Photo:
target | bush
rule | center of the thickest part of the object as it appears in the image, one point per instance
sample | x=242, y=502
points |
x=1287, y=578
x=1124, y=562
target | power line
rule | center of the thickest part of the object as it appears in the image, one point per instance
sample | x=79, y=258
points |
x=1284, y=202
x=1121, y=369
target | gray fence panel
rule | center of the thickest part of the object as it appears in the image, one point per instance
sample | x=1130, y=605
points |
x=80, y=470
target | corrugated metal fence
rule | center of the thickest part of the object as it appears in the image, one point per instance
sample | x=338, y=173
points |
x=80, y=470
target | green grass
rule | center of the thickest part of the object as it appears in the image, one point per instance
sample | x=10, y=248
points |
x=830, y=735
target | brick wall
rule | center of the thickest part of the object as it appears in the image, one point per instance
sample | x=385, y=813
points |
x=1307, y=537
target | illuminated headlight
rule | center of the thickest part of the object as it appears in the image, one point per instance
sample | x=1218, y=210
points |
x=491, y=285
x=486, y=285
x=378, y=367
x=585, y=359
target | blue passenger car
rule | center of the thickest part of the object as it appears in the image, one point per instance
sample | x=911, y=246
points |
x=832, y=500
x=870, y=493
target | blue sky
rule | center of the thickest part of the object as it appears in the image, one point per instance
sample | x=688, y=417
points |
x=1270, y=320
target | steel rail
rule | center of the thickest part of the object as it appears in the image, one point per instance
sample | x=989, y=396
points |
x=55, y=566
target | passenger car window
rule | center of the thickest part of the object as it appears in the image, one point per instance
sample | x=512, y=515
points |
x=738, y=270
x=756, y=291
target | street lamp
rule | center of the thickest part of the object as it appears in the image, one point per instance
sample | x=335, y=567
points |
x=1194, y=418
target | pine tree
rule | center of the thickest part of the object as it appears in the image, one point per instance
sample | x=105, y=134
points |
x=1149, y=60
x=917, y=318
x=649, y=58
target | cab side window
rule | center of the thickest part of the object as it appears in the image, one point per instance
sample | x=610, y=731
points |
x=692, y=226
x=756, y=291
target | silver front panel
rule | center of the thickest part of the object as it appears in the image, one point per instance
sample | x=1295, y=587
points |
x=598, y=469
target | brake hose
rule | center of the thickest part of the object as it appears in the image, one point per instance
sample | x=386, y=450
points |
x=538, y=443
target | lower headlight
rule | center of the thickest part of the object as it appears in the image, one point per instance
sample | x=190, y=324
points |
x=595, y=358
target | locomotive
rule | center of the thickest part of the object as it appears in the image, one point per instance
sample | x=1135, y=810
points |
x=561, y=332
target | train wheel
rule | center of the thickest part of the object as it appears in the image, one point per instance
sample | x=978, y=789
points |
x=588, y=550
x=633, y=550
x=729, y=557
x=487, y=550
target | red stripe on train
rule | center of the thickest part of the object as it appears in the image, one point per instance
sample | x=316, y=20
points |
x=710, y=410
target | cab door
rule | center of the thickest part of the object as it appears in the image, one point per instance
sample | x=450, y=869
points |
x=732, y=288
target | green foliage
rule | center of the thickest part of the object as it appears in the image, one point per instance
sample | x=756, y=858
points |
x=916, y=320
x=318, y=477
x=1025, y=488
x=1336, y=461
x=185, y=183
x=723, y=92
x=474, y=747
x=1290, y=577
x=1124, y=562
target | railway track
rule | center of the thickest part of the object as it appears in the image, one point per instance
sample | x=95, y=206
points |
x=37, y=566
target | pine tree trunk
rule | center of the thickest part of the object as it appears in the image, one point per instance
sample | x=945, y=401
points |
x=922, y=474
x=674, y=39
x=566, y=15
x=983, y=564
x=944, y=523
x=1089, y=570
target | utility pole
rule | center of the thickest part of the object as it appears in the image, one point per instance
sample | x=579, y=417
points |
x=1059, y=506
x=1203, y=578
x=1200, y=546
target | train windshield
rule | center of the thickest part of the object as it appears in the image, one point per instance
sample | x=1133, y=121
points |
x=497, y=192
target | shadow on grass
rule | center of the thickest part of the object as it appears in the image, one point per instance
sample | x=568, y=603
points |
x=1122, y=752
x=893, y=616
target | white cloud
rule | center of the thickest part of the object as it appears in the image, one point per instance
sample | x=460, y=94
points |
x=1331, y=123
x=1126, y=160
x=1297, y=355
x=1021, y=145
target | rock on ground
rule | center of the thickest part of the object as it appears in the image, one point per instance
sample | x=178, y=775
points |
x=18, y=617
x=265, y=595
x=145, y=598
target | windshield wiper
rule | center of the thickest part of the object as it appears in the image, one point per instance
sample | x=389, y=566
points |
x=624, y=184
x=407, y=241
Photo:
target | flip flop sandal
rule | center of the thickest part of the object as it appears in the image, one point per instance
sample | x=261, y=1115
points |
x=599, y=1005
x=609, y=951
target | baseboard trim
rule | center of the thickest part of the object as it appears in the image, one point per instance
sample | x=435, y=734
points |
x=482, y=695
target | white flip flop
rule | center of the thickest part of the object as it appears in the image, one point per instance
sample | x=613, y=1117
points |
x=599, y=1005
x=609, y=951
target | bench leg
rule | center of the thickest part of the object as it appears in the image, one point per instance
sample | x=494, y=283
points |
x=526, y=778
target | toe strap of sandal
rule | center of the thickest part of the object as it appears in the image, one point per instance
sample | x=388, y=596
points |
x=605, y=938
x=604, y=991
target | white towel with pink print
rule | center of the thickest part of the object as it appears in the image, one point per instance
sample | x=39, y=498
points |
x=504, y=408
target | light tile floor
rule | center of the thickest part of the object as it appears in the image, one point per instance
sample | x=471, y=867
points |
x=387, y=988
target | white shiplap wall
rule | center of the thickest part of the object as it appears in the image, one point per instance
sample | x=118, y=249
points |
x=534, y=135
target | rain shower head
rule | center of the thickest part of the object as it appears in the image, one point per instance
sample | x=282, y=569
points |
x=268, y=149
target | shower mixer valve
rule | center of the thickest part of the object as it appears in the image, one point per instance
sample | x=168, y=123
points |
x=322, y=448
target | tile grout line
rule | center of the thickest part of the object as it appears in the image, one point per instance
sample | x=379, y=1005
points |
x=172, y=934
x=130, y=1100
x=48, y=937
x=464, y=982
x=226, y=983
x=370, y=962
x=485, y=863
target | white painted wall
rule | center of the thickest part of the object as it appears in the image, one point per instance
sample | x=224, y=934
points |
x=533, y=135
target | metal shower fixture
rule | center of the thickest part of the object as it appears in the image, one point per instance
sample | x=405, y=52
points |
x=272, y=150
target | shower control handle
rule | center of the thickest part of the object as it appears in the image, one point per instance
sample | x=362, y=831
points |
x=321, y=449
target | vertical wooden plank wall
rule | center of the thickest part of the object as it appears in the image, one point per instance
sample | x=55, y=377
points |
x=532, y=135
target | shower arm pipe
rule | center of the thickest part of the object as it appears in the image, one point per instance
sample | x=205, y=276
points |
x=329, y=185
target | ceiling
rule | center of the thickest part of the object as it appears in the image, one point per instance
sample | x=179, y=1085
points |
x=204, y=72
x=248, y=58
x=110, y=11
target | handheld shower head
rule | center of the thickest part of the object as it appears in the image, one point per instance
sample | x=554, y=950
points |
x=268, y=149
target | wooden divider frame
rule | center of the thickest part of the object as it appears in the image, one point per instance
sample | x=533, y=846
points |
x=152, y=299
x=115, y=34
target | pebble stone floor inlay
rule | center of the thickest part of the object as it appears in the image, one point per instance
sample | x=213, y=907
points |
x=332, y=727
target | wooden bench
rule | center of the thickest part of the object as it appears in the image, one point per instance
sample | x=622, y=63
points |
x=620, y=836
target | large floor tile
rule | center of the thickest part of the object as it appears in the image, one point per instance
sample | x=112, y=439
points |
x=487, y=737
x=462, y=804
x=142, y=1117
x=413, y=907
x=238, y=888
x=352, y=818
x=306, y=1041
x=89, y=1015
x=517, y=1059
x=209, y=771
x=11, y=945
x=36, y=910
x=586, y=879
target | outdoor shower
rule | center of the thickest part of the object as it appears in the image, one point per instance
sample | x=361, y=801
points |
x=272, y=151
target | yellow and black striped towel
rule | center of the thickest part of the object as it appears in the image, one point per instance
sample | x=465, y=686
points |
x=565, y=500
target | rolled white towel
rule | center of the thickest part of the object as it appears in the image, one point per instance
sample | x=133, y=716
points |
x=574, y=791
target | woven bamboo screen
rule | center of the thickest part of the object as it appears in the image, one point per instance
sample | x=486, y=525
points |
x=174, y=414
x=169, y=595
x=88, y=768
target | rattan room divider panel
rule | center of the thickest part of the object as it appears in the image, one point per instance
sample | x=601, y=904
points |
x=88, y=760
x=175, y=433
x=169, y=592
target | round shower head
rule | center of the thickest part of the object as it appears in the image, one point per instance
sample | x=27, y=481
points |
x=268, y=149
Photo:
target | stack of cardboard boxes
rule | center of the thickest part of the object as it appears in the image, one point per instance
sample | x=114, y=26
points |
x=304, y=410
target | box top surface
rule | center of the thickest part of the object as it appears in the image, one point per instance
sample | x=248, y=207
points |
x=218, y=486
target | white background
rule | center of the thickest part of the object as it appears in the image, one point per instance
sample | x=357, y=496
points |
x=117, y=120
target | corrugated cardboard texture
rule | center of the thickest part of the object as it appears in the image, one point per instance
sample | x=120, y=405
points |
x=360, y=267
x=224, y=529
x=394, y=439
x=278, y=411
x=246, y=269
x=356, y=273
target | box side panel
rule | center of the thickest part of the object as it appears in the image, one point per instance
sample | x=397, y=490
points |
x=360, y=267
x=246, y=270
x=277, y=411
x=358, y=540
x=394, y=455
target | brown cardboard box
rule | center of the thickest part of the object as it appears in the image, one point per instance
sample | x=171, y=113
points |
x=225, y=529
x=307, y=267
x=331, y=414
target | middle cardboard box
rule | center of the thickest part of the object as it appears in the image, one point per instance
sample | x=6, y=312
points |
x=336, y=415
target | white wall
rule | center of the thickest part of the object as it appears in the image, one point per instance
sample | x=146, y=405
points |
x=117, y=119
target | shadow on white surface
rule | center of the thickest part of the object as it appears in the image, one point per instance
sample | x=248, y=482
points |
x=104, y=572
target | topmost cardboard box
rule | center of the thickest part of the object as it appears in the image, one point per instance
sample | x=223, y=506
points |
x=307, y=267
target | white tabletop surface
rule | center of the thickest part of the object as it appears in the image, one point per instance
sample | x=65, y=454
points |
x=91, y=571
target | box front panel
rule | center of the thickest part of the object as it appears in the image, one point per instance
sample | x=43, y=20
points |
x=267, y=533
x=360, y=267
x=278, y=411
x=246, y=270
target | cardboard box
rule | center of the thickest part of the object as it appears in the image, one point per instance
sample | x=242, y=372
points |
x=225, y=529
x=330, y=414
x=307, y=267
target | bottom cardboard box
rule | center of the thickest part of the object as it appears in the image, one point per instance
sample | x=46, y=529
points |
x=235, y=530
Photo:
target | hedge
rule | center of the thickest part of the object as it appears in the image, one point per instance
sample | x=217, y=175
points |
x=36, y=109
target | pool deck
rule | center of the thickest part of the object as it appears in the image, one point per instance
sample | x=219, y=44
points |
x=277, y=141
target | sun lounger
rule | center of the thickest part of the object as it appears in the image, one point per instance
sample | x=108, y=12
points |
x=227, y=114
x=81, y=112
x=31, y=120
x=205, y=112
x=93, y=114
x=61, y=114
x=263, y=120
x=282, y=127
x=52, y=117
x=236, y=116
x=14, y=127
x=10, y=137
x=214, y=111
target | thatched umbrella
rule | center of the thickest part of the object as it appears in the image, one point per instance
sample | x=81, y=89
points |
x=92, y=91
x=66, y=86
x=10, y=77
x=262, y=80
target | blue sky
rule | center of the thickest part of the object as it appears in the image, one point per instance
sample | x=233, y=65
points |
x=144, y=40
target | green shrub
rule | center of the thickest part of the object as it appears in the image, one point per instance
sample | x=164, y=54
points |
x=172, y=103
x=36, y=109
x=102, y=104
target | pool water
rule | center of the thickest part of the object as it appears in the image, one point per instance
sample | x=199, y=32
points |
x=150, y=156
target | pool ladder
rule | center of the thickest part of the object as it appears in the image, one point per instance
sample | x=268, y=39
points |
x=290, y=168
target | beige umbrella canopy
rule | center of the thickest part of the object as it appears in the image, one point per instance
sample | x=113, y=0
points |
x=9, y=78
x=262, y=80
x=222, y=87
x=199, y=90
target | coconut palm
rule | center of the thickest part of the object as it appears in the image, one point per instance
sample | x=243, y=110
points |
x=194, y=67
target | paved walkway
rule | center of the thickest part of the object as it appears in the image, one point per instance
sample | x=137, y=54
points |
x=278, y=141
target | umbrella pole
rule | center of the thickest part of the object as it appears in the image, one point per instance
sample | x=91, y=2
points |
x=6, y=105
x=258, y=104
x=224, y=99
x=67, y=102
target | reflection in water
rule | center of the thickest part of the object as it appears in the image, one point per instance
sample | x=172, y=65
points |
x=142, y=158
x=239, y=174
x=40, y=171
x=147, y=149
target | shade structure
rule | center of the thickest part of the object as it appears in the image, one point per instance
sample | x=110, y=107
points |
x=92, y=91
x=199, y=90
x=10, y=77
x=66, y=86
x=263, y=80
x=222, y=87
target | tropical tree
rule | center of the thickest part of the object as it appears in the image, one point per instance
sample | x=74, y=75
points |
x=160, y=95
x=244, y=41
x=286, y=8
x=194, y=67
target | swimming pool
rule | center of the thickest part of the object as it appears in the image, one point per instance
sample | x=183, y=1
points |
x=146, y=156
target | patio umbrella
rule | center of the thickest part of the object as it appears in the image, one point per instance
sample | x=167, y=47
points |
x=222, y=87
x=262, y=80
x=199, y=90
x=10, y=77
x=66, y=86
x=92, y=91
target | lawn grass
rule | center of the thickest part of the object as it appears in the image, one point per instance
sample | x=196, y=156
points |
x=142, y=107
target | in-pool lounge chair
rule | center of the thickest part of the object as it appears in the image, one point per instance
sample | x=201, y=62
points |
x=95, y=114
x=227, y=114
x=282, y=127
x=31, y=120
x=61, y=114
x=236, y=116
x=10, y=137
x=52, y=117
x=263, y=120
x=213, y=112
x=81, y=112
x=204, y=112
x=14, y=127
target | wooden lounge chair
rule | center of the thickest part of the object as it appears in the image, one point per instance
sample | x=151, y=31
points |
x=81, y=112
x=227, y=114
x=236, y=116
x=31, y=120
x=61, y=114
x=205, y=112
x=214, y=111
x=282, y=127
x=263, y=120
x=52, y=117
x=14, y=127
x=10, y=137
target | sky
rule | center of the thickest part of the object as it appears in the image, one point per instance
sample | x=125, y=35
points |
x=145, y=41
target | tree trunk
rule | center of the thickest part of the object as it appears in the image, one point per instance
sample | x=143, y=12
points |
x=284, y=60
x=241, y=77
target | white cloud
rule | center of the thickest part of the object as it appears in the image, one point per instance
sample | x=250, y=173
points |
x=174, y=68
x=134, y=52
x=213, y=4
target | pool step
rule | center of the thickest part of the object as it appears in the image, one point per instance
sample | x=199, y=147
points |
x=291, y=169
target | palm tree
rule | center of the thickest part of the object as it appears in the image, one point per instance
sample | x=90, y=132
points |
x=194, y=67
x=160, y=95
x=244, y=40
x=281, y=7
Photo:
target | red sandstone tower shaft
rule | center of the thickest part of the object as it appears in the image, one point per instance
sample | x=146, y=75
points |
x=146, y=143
____
## DIRECTIVE
Render everything from the top of the listing down to the line containing "x=1121, y=369", both ends included, as a JSON list of strings, one string per line, with blank lines omitted.

## EXERCISE OUTPUT
[
  "Photo:",
  "target | bush",
  "rule | center of the thickest part of the object as it appears in the image, one point per instance",
  "sample | x=242, y=502",
  "points |",
  "x=1287, y=578",
  "x=1124, y=562",
  "target | power line",
  "rule | center of the thickest part of the object as it appears in the image, one point per instance",
  "sample | x=79, y=258",
  "points |",
  "x=1284, y=202",
  "x=1121, y=369"
]